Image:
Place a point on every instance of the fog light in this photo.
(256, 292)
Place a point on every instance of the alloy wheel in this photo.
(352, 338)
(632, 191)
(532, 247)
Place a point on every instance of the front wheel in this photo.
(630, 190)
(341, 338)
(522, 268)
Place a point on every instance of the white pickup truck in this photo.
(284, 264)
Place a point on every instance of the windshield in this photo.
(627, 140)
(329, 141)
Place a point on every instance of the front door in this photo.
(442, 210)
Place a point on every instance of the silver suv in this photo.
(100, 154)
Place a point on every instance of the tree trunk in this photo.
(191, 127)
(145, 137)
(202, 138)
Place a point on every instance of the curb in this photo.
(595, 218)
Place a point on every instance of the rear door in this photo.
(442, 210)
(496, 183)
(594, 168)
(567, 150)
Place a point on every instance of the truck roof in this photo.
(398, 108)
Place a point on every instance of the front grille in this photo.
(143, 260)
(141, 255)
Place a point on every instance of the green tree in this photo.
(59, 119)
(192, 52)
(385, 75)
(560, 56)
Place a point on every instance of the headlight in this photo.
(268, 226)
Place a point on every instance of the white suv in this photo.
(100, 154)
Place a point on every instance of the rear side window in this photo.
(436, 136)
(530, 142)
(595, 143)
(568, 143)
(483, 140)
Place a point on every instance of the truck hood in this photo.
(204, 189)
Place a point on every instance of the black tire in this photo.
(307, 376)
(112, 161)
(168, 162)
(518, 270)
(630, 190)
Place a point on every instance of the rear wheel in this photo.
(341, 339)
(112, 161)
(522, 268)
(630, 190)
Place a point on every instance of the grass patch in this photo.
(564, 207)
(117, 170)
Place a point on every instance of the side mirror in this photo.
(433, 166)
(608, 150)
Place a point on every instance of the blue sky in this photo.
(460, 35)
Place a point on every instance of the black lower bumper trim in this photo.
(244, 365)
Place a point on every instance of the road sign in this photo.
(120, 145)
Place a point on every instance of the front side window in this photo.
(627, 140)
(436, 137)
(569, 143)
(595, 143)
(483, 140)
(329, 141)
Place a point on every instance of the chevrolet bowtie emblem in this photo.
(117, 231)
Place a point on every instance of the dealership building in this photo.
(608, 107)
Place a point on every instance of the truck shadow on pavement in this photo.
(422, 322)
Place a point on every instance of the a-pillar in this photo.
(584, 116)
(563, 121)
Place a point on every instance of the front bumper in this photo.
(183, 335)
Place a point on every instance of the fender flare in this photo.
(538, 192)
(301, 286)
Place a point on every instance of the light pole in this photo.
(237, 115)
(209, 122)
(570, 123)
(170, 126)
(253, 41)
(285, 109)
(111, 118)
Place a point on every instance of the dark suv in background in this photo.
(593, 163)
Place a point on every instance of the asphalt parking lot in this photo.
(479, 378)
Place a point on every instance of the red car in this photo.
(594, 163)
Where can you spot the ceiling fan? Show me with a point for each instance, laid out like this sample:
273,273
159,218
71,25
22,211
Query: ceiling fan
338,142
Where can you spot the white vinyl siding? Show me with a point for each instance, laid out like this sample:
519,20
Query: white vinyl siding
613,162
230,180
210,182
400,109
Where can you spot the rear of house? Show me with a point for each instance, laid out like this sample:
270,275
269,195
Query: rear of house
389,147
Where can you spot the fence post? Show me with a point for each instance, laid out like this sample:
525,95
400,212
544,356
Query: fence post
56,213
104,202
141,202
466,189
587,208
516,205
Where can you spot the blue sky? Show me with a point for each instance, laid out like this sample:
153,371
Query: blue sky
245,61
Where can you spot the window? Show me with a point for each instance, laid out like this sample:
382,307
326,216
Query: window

++++++++++

WHAT THE TASK ASKS:
Give an exact repetition of all the material.

SOLUTION TO THIS TASK:
Image:
Place a point on every instance of the fog light in this photo.
(256, 292)
Place a point on every instance of the alloy wheel in this photo.
(352, 338)
(632, 191)
(532, 247)
Place a point on every instance of the front wheel in this photo.
(630, 190)
(341, 338)
(522, 268)
Place a point on every instance of the white pickup truck in this photo.
(284, 264)
Place a point on every instance of the windshield in this photo.
(627, 140)
(329, 141)
Place a point on every instance of the front door in this photo.
(442, 210)
Place a point on every instance of the silver suv in this photo.
(100, 154)
Place a point on every instance of the tree trunk in this photo.
(191, 127)
(145, 137)
(202, 138)
Place a point on every instance of the curb in this photo.
(595, 218)
Place a point on every instance of the rear door in this photo.
(442, 210)
(496, 183)
(594, 168)
(567, 150)
Place a point on every instance of the truck roof in this photo.
(398, 108)
Place a point on every instance of the front grille in this photo.
(143, 260)
(141, 255)
Place a point on every instance of the green tree in this photo.
(59, 119)
(192, 52)
(385, 75)
(560, 56)
Place a point on every instance of the headlight in this photo.
(268, 226)
Place a point on every instance of the white suv in this photo.
(100, 154)
Place a point on every instance of the rear side window in this photo.
(436, 136)
(530, 142)
(595, 143)
(568, 143)
(483, 140)
Place a point on every instance of the truck hood in this photo.
(204, 189)
Place a point on every instance of the black tire in this photo.
(307, 376)
(112, 161)
(168, 162)
(518, 270)
(630, 190)
Place a point on every instance of the rear wheel in this photo.
(341, 339)
(112, 161)
(522, 268)
(630, 190)
Place a point on every instance of the grass patch in this photo.
(564, 207)
(117, 170)
Place a point on every instance of the side mirror in this photo.
(433, 166)
(608, 150)
Place a point on every instance of the blue sky in this photo.
(460, 35)
Place a point on every instance of the black lower bumper trim in this photo.
(244, 365)
Place a point on every instance of the road sign in this photo.
(120, 145)
Place a point on every instance of the front side window in this photo.
(627, 140)
(436, 137)
(569, 143)
(595, 143)
(483, 140)
(329, 141)
Place a point on every instance of the chevrolet bowtie emblem in this photo.
(117, 231)
Place a point on every instance of the dealership building in this photo.
(608, 107)
Place a point on every instance of the truck shadow on pavement in this photo.
(422, 322)
Place a point on every instance of the a-pillar in this photo.
(584, 116)
(563, 121)
Place a point on every instance of the front bumper in this photo.
(183, 335)
Place a point on every instance of the fender flare in this photo.
(538, 192)
(301, 286)
Place a point on every instance of the light pole in this photo.
(237, 115)
(209, 122)
(570, 123)
(170, 126)
(253, 41)
(285, 109)
(111, 118)
Place a point on every instance of the dark suv in background in this photo.
(593, 163)
Place a point on every instance of the asphalt parking lot in this photo.
(479, 378)
Place a point on every instance of the red car in this photo.
(594, 163)
Where can you spot the ceiling fan? Show me with a point for each instance, laid out like this sample:
273,273
159,218
71,25
22,211
Query: ceiling fan
338,142
Where can you spot the white vinyl siding? Show me with a point for each instance, laid out like this sample:
519,20
Query: white vinyl siding
613,162
230,180
210,182
400,109
Where can you spot the rear of house? Show me with a point for each instance, laid out like this sample:
270,275
269,195
Query: rear of house
389,147
Where can you spot the fence post? Show me with a point for each instance, laid out like this sample:
525,95
400,212
544,356
Query: fence post
56,213
104,202
141,202
466,189
587,208
516,205
Where can you spot the blue sky? Show me with a point for each instance, laid out like this sample:
153,371
Query: blue sky
245,61
Where can you spot the window? Show me with a point for each instance, laid out like this sample:
382,307
326,216
Query: window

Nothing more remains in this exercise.